— Begin —
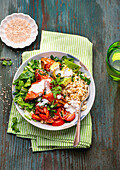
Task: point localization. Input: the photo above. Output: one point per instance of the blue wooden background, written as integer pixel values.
(99, 20)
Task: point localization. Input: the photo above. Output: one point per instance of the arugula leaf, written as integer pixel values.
(14, 125)
(4, 63)
(10, 63)
(85, 79)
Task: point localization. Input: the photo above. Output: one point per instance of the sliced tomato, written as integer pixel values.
(43, 117)
(49, 97)
(46, 63)
(56, 117)
(69, 117)
(49, 120)
(40, 74)
(37, 111)
(61, 113)
(47, 67)
(46, 111)
(40, 109)
(32, 95)
(58, 122)
(35, 117)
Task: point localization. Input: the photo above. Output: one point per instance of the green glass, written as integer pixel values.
(113, 61)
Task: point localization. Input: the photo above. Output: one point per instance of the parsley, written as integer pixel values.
(7, 63)
(56, 90)
(14, 125)
(10, 63)
(85, 79)
(51, 107)
(4, 63)
(61, 114)
(72, 78)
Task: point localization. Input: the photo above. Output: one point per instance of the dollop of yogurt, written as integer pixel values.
(38, 87)
(43, 102)
(69, 108)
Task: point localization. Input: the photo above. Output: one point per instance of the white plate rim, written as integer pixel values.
(22, 44)
(43, 126)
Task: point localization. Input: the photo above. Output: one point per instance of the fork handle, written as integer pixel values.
(77, 134)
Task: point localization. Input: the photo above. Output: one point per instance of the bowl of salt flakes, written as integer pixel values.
(18, 30)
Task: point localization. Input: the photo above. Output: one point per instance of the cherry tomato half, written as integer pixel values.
(58, 122)
(49, 120)
(56, 117)
(49, 97)
(35, 117)
(61, 113)
(70, 117)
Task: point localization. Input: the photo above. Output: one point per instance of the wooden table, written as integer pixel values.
(100, 22)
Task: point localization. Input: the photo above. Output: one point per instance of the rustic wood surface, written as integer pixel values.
(99, 20)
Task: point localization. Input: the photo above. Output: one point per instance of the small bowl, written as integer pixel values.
(90, 100)
(33, 25)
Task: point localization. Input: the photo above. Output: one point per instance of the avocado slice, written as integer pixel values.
(66, 81)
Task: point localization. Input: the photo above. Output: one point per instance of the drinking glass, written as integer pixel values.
(113, 61)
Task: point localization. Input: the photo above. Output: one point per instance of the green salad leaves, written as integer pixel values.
(23, 82)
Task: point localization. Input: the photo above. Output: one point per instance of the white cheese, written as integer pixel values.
(74, 104)
(68, 72)
(59, 96)
(69, 108)
(38, 87)
(44, 101)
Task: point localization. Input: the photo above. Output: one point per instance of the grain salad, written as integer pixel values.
(18, 30)
(51, 90)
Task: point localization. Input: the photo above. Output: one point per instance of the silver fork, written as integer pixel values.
(77, 132)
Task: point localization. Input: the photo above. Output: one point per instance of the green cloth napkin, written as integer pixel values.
(43, 140)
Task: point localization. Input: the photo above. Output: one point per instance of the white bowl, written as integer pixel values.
(34, 30)
(90, 100)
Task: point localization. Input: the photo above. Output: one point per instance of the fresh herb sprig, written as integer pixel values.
(85, 79)
(14, 125)
(7, 63)
(51, 107)
(57, 88)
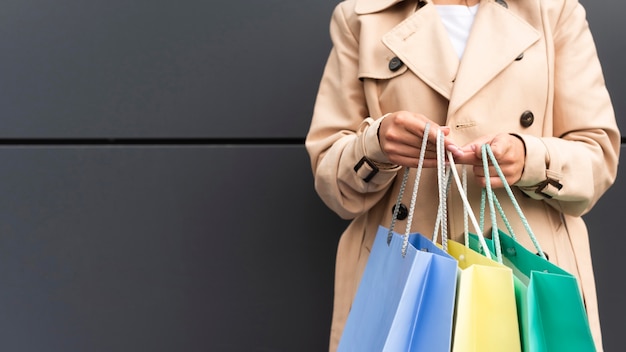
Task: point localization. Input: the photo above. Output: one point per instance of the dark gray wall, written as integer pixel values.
(128, 223)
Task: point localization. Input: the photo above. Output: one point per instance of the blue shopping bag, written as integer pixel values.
(403, 303)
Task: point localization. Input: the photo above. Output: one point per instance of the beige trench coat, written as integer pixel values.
(530, 67)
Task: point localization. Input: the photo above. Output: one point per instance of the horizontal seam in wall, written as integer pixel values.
(147, 141)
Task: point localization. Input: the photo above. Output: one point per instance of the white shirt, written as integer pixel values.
(458, 20)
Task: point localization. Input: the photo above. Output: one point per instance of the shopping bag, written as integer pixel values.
(552, 312)
(405, 299)
(402, 303)
(486, 312)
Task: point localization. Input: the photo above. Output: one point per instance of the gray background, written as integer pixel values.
(155, 193)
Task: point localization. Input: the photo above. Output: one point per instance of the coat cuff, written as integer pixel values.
(539, 181)
(371, 145)
(374, 164)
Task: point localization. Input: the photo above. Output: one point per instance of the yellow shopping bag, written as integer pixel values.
(486, 311)
(486, 317)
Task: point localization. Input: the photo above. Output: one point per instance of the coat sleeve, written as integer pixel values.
(572, 169)
(351, 172)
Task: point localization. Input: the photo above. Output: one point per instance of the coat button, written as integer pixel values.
(403, 212)
(395, 64)
(527, 118)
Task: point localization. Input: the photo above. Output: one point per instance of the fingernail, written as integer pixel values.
(456, 151)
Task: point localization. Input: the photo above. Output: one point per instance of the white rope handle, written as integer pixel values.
(486, 151)
(418, 174)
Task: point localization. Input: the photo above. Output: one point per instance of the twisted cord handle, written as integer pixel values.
(418, 174)
(486, 149)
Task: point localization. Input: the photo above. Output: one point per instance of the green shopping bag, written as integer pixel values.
(550, 305)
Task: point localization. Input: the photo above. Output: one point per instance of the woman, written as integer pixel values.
(521, 75)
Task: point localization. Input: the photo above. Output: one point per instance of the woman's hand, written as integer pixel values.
(401, 134)
(509, 151)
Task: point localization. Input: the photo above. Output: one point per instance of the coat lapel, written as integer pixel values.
(497, 38)
(422, 43)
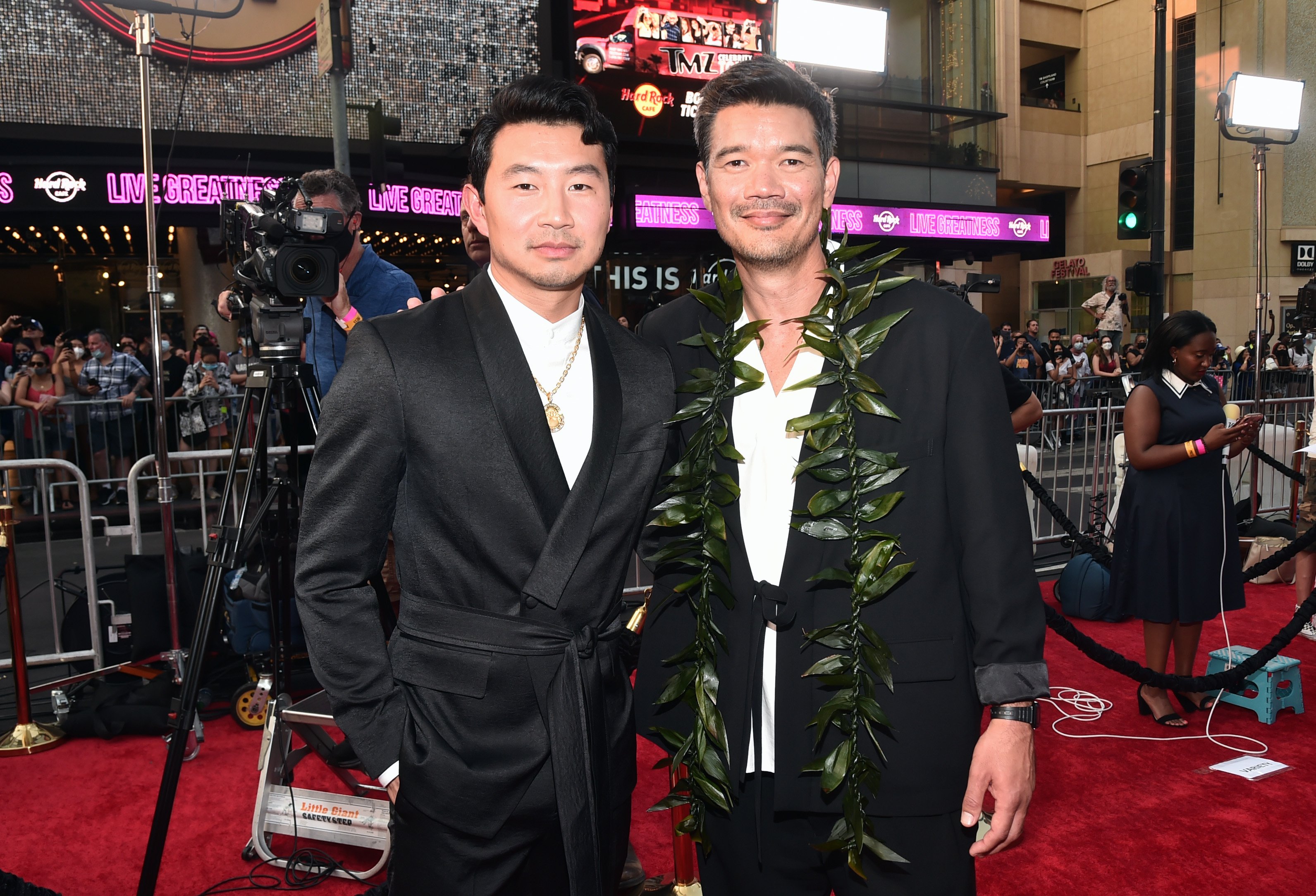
— End —
▶ _Aim of the task_:
Rewrite the data from the line holding "green shopping bag, written as integer pixel values." through the end of the data, inclusive, putting "jacket collar" wherever "coat lapel" appears and leaving everything else unchanged. Omit the pictures.

▶ _Full response_:
Task: point localization. Input: the photo above. Output: one point per instance of the green shopping bag, written as integer pixel values.
(550, 305)
Task: point localization. Input: the photo above. Output: one point per instance of the woman, written as integer pixel values.
(521, 75)
Task: point localization. Input: the photo above. Output: one point per instance of the woman's hand, written as integer pixel values.
(401, 134)
(509, 151)
Task: point localization. Input: the photo above. Output: one point per instance of the jacket collar, written as integer pixel values.
(497, 38)
(422, 43)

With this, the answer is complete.